Your instructions: Reproduce the full listing below verbatim, line for line, and omit the pictures from your output.

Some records
>> start
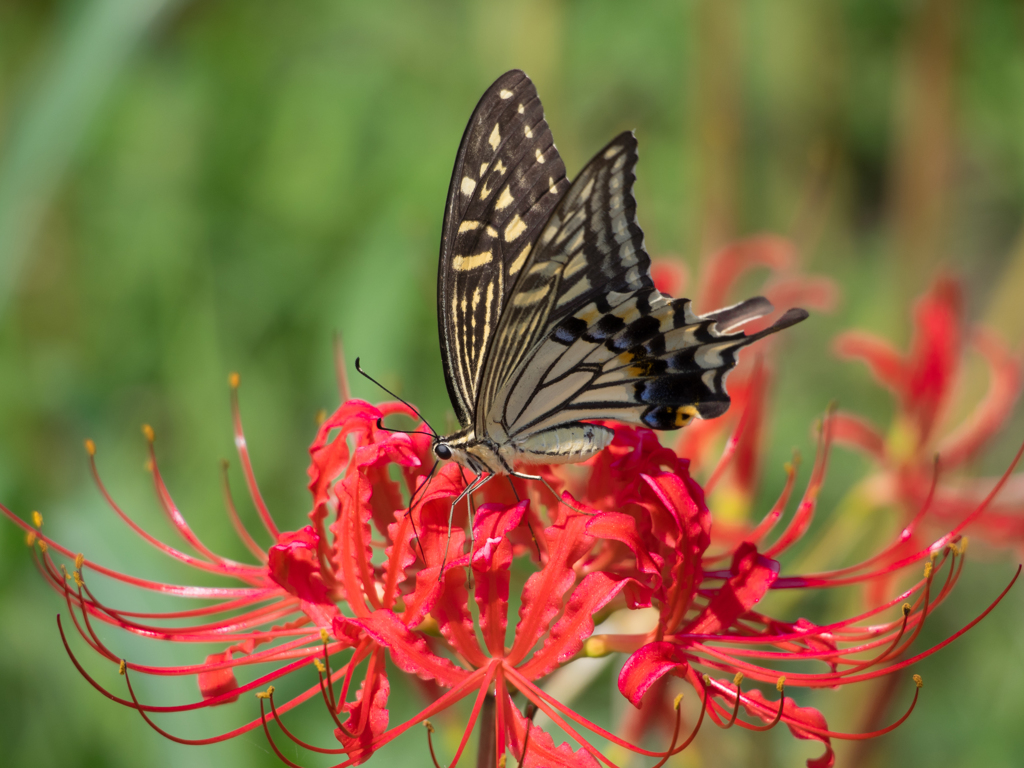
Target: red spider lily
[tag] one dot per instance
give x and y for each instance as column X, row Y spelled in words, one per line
column 380, row 579
column 924, row 381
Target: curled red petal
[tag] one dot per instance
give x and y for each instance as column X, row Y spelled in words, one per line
column 1005, row 372
column 670, row 275
column 648, row 665
column 794, row 717
column 753, row 576
column 884, row 360
column 858, row 433
column 409, row 650
column 541, row 749
column 577, row 623
column 622, row 527
column 726, row 266
column 544, row 591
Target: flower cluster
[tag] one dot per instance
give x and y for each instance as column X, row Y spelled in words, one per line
column 378, row 576
column 399, row 571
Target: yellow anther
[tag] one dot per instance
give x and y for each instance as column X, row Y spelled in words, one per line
column 596, row 646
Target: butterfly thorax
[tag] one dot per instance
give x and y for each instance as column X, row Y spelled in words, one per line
column 564, row 443
column 478, row 455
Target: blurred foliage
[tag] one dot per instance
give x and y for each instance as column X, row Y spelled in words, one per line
column 194, row 187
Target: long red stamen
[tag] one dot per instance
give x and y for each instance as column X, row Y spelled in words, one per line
column 296, row 739
column 266, row 729
column 430, row 742
column 232, row 515
column 780, row 687
column 247, row 466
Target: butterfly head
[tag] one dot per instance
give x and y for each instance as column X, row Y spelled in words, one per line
column 466, row 450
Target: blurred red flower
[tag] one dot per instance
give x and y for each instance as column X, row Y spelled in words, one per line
column 924, row 381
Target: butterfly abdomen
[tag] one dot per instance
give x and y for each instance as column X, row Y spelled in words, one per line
column 563, row 444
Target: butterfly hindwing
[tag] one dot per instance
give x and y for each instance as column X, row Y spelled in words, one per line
column 507, row 180
column 590, row 250
column 660, row 369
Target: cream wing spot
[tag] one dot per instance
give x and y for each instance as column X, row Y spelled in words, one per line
column 578, row 290
column 466, row 263
column 516, row 227
column 516, row 265
column 530, row 297
column 505, row 200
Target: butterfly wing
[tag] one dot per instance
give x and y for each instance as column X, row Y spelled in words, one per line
column 508, row 178
column 590, row 248
column 587, row 336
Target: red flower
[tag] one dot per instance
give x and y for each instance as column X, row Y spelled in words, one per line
column 379, row 580
column 924, row 381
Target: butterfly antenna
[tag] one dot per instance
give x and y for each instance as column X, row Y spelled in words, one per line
column 401, row 400
column 412, row 504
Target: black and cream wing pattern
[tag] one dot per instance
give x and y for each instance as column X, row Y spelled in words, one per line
column 580, row 332
column 508, row 178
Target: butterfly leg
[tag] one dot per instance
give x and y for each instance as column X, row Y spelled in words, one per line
column 475, row 484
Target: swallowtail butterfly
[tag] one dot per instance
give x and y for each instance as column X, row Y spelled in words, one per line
column 547, row 312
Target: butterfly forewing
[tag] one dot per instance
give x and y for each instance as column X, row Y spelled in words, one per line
column 508, row 178
column 590, row 253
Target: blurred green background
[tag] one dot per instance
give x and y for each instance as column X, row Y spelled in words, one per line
column 189, row 187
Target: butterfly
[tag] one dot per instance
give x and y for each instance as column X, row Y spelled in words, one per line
column 547, row 312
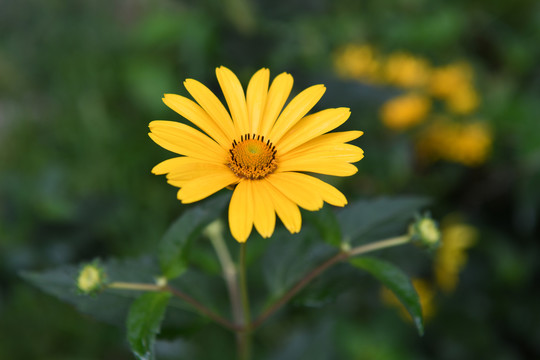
>> end
Output for this exercise:
Target: red spider lily
[tag] one dot per instance
give x and y for each instance as column X, row Y spelled in words, one per line
column 380, row 579
column 924, row 381
Target: curled red petal
[tag] one dot per instance
give x and y for each instance as column X, row Y spelled in words, one per line
column 1005, row 372
column 670, row 275
column 648, row 665
column 794, row 717
column 753, row 576
column 884, row 360
column 858, row 433
column 409, row 650
column 541, row 749
column 577, row 623
column 622, row 527
column 726, row 266
column 544, row 591
Target: flower cluster
[tag] one dot per instance
give x and y for each instance as column X, row Y spelled in words, one per line
column 378, row 576
column 399, row 571
Target: yellow anther
[tag] one dot per instance
give x and y for each instance as column X, row Y spelled in words, one per line
column 596, row 646
Target: butterfly thorax
[tag] one dot per instance
give x and y for each instance as column X, row Y spelled in words, one per line
column 564, row 443
column 478, row 455
Target: blurred foliage
[tag] one dot per instance
give x and y for each instance as column X, row Y spelled in words, one per line
column 194, row 187
Target: long red stamen
[tag] one dot per instance
give x and y for each instance as column X, row Y spelled in words, one per line
column 296, row 739
column 266, row 729
column 430, row 742
column 232, row 515
column 780, row 687
column 247, row 466
Target: butterfly head
[tag] one dot per instance
give x and y for each instance as column X, row Y spelled in words, one per line
column 466, row 450
Target: blurred red flower
[tag] one dot per instance
give x and y for each instance as column X, row Y spelled in words, one per line
column 924, row 381
Target: butterfly abdomen
[tag] one dot per instance
give x and y for each instance as column X, row Y spelled in words, one per line
column 563, row 444
Target: butterfly hindwing
[tag] one dot per instance
give x and y for each instance as column X, row Y spelled in words, one per line
column 507, row 180
column 590, row 250
column 660, row 369
Target: cream wing spot
[tag] one dot per instance
give x and y for each instance as column X, row Y spelled in words, one per line
column 578, row 290
column 466, row 263
column 516, row 227
column 516, row 265
column 530, row 297
column 505, row 200
Target: butterfly wing
[tag] one dot per instance
give x and y for each instance as column X, row Y spelled in words, one per line
column 508, row 178
column 590, row 248
column 587, row 336
Target: red flower
[tag] one dot per instance
give x and y for each instance as column X, row Y spelled in words, one per line
column 379, row 580
column 924, row 381
Target: butterfly antenna
[tag] one dot per instance
give x and y for each instance as column X, row Y spelled in words, one per line
column 401, row 400
column 412, row 504
Target: black and cream wing pattern
[tag] one dot per instance
give x and y for each instance as column X, row Y spelled in words, one per line
column 580, row 332
column 508, row 178
Target: butterfly leg
[tag] one dot per instance
give x and y for each instance as column X, row Y spelled in words, one per line
column 475, row 484
Target: swallowtail butterfly
[tag] one dot per instance
give x and y for each instance as column X, row Y spelled in words, one per line
column 547, row 312
Target: butterfly forewing
[tag] one dot per instance
give x and y for each instance as column X, row Y spelled in words, one per line
column 508, row 178
column 590, row 253
Target: blurred green background
[tag] one dot per instance
give x and y for each instance as column X, row Y spelled in words, one per line
column 189, row 187
Target: butterfly
[tag] one dot per instance
give x and y for each instance as column X, row Y spelled in words, one per line
column 547, row 312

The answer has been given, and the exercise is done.